=== Material provided ===

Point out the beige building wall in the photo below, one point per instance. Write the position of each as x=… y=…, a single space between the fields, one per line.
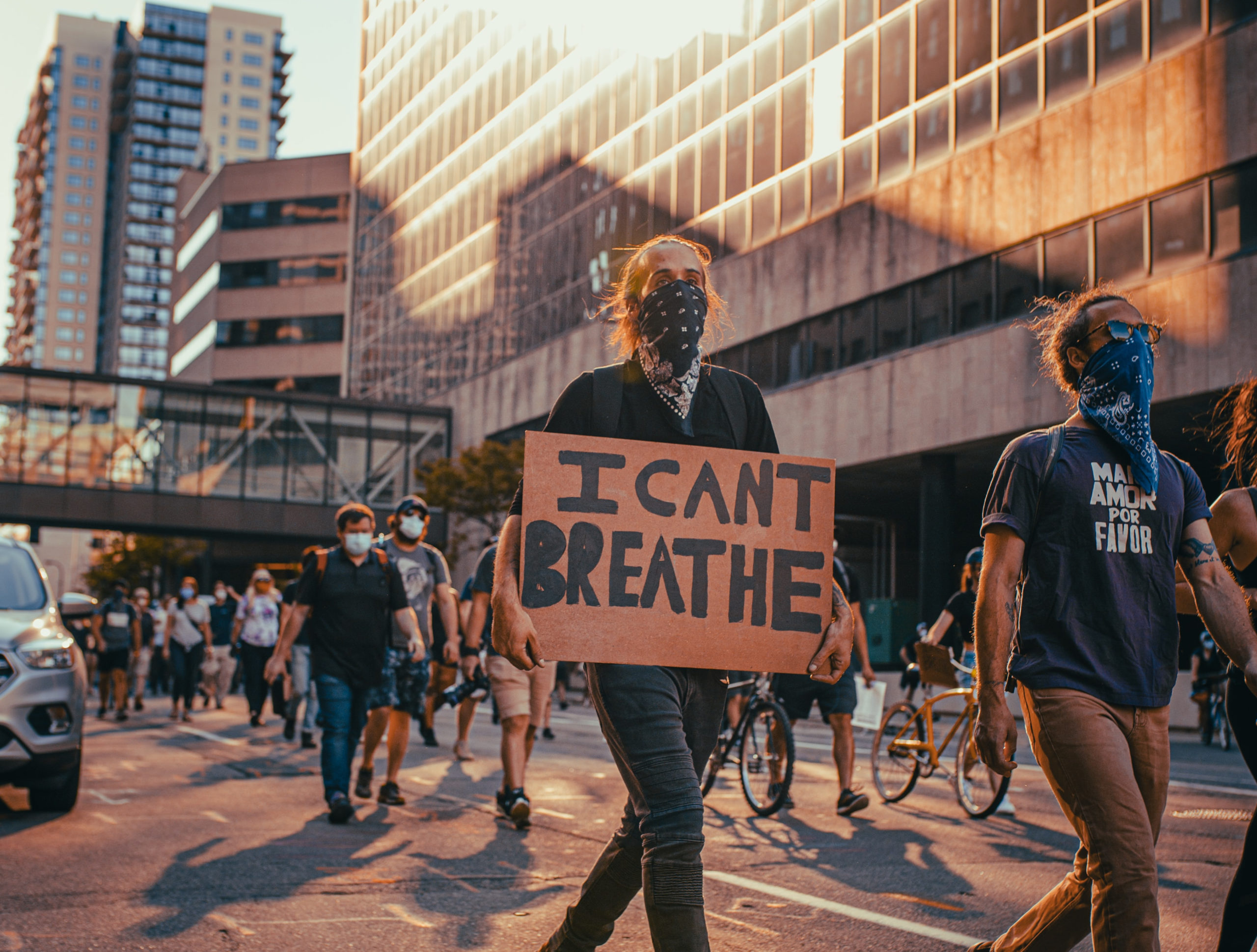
x=77 y=195
x=239 y=66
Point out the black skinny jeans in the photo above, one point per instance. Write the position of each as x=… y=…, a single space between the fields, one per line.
x=254 y=659
x=661 y=725
x=1240 y=913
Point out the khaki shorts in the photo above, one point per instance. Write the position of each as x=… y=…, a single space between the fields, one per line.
x=521 y=692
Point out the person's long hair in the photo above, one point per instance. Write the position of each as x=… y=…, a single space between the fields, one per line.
x=625 y=295
x=179 y=595
x=1233 y=427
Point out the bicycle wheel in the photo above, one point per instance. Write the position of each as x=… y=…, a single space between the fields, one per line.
x=767 y=758
x=978 y=789
x=894 y=769
x=713 y=766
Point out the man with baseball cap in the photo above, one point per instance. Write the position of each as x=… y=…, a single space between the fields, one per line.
x=400 y=695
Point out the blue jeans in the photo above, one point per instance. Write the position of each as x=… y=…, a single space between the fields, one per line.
x=345 y=715
x=660 y=725
x=303 y=687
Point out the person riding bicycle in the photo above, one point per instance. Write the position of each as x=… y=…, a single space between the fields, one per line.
x=1208 y=672
x=838 y=702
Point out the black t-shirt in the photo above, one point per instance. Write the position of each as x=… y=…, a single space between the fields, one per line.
x=1098 y=606
x=483 y=581
x=351 y=610
x=643 y=417
x=961 y=606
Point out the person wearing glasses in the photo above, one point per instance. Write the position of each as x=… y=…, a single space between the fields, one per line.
x=1095 y=532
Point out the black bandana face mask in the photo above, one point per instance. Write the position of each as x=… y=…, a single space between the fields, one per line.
x=672 y=320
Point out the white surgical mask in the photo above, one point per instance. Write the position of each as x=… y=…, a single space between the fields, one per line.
x=356 y=544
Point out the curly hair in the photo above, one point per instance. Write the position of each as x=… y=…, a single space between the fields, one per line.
x=1063 y=324
x=625 y=294
x=1233 y=424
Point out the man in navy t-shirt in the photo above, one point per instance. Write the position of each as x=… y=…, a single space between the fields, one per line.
x=1093 y=644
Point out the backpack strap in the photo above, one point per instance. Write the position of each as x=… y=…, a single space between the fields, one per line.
x=609 y=389
x=733 y=402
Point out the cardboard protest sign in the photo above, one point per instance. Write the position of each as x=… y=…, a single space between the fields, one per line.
x=660 y=554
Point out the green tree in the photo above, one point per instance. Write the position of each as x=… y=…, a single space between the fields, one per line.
x=135 y=560
x=478 y=485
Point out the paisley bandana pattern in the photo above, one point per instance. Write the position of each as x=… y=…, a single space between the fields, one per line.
x=1116 y=393
x=673 y=320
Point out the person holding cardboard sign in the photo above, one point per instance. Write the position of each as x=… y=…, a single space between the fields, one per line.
x=660 y=722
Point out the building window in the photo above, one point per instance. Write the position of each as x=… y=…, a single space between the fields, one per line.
x=283 y=272
x=278 y=331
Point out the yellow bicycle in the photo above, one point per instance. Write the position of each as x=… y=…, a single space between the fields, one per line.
x=905 y=749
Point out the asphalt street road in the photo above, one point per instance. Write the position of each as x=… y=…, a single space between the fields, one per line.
x=214 y=837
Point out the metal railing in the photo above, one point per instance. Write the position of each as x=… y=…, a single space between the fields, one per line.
x=144 y=437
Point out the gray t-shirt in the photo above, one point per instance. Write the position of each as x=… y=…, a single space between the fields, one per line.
x=421 y=570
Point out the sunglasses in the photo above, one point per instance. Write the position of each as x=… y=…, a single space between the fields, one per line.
x=1121 y=331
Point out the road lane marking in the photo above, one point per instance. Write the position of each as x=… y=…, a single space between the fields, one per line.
x=208 y=736
x=228 y=924
x=407 y=917
x=851 y=912
x=761 y=930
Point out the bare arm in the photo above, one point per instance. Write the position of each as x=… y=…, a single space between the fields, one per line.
x=995 y=622
x=513 y=634
x=1220 y=600
x=939 y=628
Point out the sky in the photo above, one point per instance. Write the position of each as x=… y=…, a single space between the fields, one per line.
x=322 y=79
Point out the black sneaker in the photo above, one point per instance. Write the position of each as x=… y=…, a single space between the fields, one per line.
x=364 y=787
x=772 y=792
x=390 y=795
x=517 y=808
x=340 y=809
x=850 y=801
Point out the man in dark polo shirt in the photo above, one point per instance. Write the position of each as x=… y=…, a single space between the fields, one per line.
x=353 y=590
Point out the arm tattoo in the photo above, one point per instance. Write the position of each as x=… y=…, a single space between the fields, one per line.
x=1196 y=552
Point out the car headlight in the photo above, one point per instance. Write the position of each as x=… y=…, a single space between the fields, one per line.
x=47 y=658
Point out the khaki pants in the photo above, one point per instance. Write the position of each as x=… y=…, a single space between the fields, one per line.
x=218 y=684
x=1109 y=767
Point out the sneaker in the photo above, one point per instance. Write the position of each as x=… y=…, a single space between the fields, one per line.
x=364 y=787
x=517 y=808
x=390 y=795
x=772 y=792
x=340 y=809
x=850 y=801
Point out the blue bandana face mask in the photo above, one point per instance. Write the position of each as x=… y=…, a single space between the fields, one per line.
x=1116 y=393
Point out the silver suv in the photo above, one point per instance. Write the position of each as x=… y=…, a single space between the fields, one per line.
x=43 y=684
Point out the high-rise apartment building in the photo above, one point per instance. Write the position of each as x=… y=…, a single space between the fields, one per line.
x=61 y=200
x=190 y=88
x=887 y=187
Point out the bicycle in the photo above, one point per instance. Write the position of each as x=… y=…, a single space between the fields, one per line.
x=1215 y=722
x=904 y=749
x=765 y=746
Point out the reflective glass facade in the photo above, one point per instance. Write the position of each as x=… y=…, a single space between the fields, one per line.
x=502 y=166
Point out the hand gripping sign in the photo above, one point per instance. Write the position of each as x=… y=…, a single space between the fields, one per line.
x=660 y=554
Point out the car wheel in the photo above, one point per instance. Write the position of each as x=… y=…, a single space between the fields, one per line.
x=59 y=799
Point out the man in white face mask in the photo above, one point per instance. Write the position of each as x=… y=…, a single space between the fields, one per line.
x=355 y=593
x=400 y=695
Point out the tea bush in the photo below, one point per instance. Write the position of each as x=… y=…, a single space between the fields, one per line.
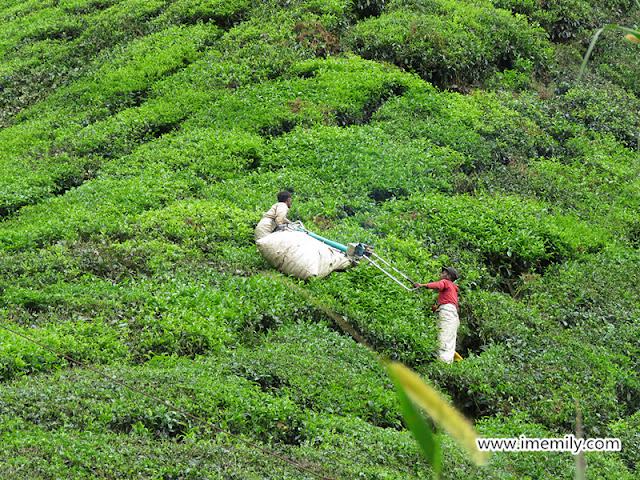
x=143 y=140
x=444 y=42
x=480 y=126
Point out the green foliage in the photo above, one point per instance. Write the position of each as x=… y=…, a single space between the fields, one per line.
x=449 y=43
x=141 y=143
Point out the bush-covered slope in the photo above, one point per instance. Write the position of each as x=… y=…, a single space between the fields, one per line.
x=140 y=143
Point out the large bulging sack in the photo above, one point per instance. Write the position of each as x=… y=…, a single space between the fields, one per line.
x=301 y=256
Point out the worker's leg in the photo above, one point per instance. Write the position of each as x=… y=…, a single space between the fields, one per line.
x=447 y=332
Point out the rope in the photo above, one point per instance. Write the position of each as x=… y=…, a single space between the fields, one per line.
x=172 y=407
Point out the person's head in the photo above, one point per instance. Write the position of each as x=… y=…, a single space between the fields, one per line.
x=285 y=197
x=449 y=273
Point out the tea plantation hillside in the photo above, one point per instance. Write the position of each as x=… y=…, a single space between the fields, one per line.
x=140 y=143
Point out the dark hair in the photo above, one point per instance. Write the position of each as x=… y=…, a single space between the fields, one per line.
x=284 y=195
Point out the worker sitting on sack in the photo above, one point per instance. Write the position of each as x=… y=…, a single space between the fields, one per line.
x=276 y=216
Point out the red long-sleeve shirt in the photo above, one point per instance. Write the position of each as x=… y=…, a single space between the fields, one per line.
x=447 y=292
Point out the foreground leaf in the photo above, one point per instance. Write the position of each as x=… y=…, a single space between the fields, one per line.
x=439 y=410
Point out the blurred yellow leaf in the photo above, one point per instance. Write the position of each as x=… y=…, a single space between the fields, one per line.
x=633 y=38
x=439 y=409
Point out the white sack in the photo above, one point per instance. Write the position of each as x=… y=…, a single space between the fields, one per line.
x=300 y=255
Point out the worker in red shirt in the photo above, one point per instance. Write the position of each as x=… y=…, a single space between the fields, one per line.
x=447 y=309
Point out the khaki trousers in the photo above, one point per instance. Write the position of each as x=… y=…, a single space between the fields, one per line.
x=448 y=324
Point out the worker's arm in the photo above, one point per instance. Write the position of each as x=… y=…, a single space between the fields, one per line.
x=432 y=285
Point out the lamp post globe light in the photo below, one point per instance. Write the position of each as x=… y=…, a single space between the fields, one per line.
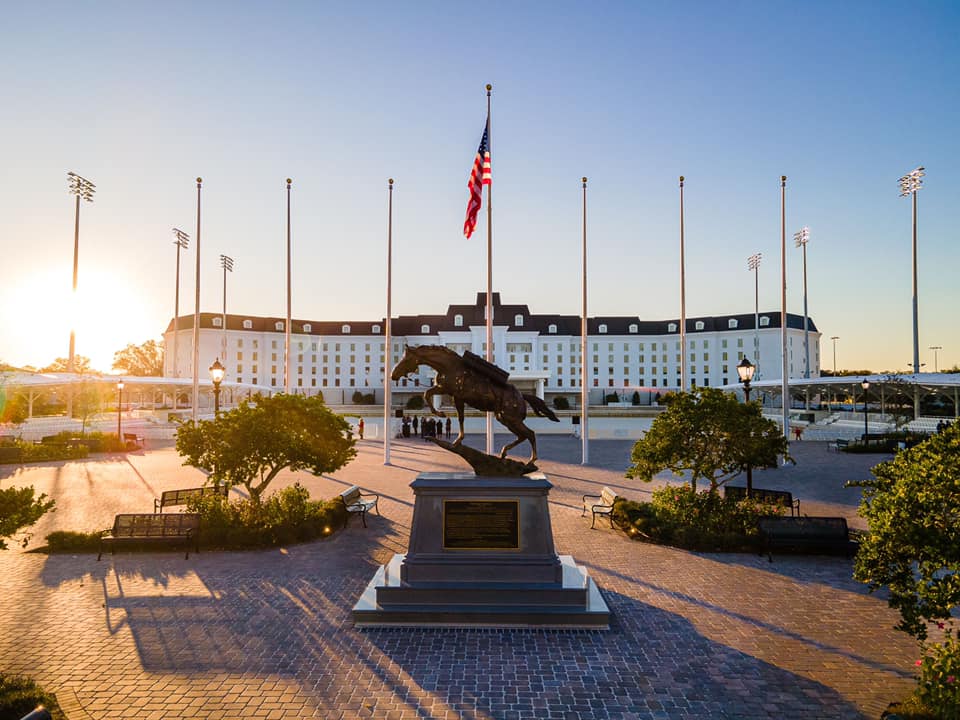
x=866 y=386
x=745 y=370
x=217 y=372
x=119 y=407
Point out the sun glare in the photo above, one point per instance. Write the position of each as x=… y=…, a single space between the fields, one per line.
x=106 y=315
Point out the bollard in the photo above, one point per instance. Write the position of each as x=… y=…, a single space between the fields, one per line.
x=41 y=713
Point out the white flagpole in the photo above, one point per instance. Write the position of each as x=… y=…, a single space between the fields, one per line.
x=489 y=353
x=286 y=327
x=387 y=347
x=584 y=390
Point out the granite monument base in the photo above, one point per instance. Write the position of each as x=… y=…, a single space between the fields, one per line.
x=481 y=555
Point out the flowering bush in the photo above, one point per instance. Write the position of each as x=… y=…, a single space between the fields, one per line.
x=939 y=683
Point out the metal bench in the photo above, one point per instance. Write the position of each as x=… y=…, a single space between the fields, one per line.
x=134 y=438
x=774 y=497
x=170 y=498
x=812 y=535
x=353 y=500
x=178 y=528
x=604 y=507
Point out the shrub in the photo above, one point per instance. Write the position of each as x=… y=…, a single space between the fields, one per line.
x=704 y=521
x=284 y=517
x=19 y=696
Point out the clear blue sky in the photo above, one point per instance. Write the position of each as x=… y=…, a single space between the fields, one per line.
x=141 y=98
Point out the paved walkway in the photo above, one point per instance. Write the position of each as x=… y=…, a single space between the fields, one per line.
x=267 y=634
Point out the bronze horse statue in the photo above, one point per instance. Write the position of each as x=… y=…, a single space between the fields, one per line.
x=471 y=380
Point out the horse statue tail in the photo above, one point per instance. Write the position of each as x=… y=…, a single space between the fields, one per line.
x=540 y=407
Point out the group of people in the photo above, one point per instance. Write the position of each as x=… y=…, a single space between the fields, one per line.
x=426 y=427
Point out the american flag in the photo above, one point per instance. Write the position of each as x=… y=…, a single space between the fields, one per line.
x=479 y=176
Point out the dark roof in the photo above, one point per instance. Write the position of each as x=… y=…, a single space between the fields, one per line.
x=503 y=315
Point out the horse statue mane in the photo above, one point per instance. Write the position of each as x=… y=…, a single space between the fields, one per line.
x=471 y=380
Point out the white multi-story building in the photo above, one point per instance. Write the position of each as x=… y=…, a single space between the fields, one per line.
x=542 y=351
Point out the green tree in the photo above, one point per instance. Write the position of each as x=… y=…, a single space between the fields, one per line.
x=81 y=365
x=710 y=434
x=913 y=547
x=144 y=360
x=252 y=443
x=19 y=508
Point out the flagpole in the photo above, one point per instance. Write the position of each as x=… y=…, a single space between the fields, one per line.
x=196 y=317
x=489 y=353
x=785 y=383
x=584 y=390
x=683 y=301
x=286 y=327
x=387 y=348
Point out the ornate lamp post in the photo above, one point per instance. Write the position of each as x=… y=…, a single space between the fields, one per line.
x=216 y=374
x=119 y=408
x=866 y=386
x=745 y=370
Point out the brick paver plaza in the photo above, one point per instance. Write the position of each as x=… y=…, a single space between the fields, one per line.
x=268 y=634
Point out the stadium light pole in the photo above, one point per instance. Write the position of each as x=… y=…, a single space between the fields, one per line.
x=801 y=239
x=936 y=364
x=753 y=263
x=182 y=241
x=226 y=262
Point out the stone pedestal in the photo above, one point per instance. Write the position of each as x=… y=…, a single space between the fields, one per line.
x=481 y=555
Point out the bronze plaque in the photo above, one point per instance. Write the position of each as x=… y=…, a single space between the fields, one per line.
x=481 y=524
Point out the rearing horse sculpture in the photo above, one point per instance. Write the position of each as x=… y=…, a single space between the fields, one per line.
x=474 y=382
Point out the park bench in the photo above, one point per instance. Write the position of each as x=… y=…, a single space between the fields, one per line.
x=813 y=535
x=170 y=498
x=604 y=507
x=774 y=497
x=177 y=528
x=134 y=438
x=353 y=500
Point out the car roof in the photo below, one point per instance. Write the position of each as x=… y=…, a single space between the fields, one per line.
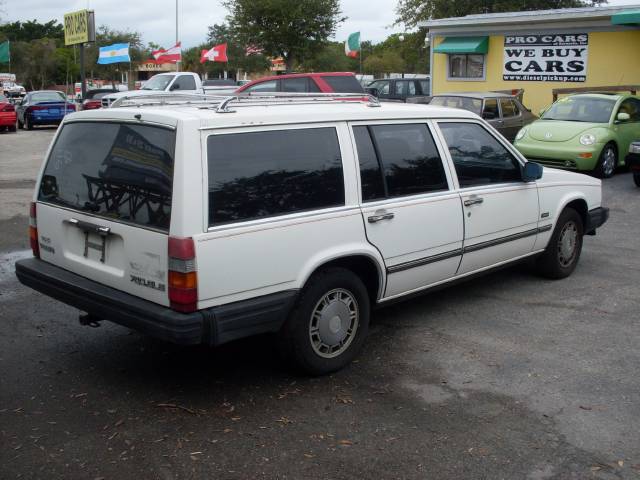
x=297 y=75
x=608 y=96
x=271 y=114
x=475 y=95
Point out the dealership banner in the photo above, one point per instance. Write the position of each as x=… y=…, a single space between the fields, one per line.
x=551 y=57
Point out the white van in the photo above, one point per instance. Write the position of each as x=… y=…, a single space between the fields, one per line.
x=203 y=221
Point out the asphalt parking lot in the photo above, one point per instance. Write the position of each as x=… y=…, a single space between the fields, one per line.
x=508 y=376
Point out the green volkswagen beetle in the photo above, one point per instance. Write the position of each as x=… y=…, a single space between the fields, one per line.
x=586 y=132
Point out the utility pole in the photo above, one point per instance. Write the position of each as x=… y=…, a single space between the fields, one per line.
x=178 y=62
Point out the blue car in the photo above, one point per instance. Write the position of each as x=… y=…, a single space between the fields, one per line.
x=44 y=107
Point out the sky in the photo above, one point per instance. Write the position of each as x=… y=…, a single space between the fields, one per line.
x=155 y=19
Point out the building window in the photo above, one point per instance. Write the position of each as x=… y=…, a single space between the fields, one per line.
x=466 y=66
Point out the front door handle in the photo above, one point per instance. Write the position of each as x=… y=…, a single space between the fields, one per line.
x=473 y=201
x=380 y=216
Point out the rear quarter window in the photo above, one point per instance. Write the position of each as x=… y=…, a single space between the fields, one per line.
x=120 y=171
x=264 y=174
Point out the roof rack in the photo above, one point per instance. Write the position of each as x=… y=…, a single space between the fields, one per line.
x=222 y=104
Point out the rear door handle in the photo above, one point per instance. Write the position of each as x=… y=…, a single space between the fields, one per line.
x=380 y=216
x=473 y=201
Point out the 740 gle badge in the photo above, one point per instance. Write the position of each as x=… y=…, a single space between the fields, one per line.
x=143 y=282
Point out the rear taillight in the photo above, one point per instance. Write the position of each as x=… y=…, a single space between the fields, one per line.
x=183 y=278
x=33 y=230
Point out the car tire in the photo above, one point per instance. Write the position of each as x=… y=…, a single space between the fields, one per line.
x=607 y=162
x=561 y=256
x=328 y=325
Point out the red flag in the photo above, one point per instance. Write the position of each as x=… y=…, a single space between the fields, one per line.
x=216 y=54
x=172 y=55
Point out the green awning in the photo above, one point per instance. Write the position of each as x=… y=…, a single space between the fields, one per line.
x=463 y=45
x=630 y=17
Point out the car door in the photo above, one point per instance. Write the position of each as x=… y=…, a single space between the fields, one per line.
x=629 y=130
x=511 y=118
x=411 y=212
x=500 y=210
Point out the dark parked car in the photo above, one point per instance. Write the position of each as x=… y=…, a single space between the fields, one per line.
x=219 y=82
x=44 y=107
x=504 y=112
x=332 y=82
x=633 y=160
x=400 y=89
x=93 y=97
x=7 y=114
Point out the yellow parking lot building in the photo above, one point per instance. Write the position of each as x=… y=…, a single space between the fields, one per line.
x=537 y=51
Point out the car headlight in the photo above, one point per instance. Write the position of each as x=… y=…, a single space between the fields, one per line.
x=521 y=134
x=588 y=139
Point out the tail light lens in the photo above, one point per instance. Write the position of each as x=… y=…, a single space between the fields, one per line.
x=33 y=230
x=183 y=277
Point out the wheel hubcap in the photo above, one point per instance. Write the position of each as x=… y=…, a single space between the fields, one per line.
x=567 y=244
x=609 y=161
x=334 y=323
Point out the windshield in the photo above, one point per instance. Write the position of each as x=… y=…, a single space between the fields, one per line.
x=47 y=97
x=581 y=109
x=159 y=82
x=472 y=104
x=123 y=172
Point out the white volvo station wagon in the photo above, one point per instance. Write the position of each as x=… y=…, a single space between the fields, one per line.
x=203 y=221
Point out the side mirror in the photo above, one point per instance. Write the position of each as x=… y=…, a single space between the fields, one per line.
x=623 y=117
x=372 y=91
x=532 y=172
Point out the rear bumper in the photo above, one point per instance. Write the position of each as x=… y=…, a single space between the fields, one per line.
x=213 y=326
x=595 y=219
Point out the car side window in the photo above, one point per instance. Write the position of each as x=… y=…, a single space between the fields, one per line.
x=294 y=85
x=268 y=86
x=632 y=107
x=479 y=158
x=508 y=107
x=264 y=174
x=185 y=82
x=490 y=109
x=407 y=161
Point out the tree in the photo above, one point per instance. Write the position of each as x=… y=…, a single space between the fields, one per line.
x=292 y=30
x=410 y=12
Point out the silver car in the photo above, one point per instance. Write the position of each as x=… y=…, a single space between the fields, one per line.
x=504 y=112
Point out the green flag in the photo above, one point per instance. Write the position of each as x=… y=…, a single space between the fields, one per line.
x=4 y=52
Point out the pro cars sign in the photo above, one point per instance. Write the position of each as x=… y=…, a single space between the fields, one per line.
x=551 y=57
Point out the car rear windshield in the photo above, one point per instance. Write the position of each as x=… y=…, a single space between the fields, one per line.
x=343 y=83
x=120 y=171
x=581 y=109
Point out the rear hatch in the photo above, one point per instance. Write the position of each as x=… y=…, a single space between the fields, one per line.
x=104 y=205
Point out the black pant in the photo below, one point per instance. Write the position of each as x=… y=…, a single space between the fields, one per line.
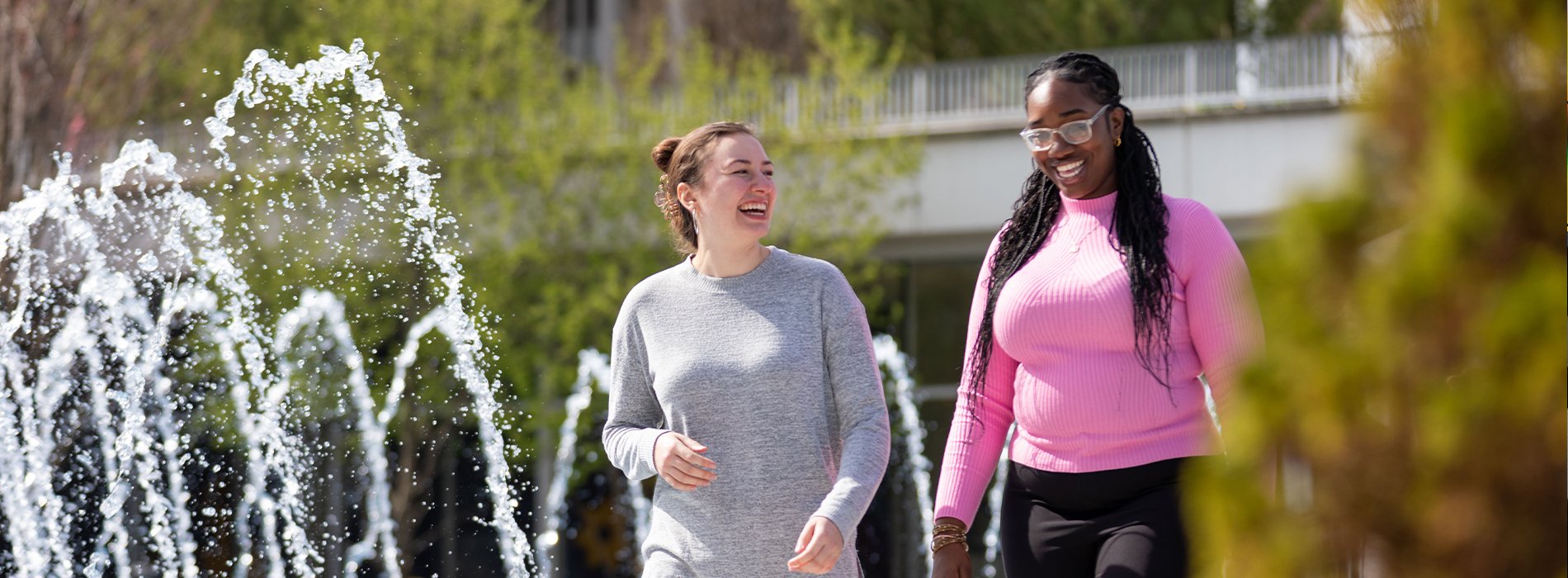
x=1113 y=524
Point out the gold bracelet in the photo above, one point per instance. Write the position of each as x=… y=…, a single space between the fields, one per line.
x=947 y=529
x=947 y=539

===

Given request – Express the data starting at the line that contains "Point out the dealership" and ending at the line that contains "x=508 y=376", both lines included, as a JSON list of strings with one string per line and blank lines omitted.

Response for this exercise –
[
  "Point out the dealership banner in the photo above, one point per instance. Write the position of each as x=… y=…, a single space between the fields, one per line.",
  "x=551 y=57",
  "Point out the white van in the photo above, one point per instance. Write the position of each as x=… y=…, a single space between the fields, one per line.",
  "x=203 y=221",
  "Point out the asphalt parking lot in the photo above, one point per instance. Write the position of each as x=… y=…, a single space between the fields, one per line.",
  "x=508 y=376"
]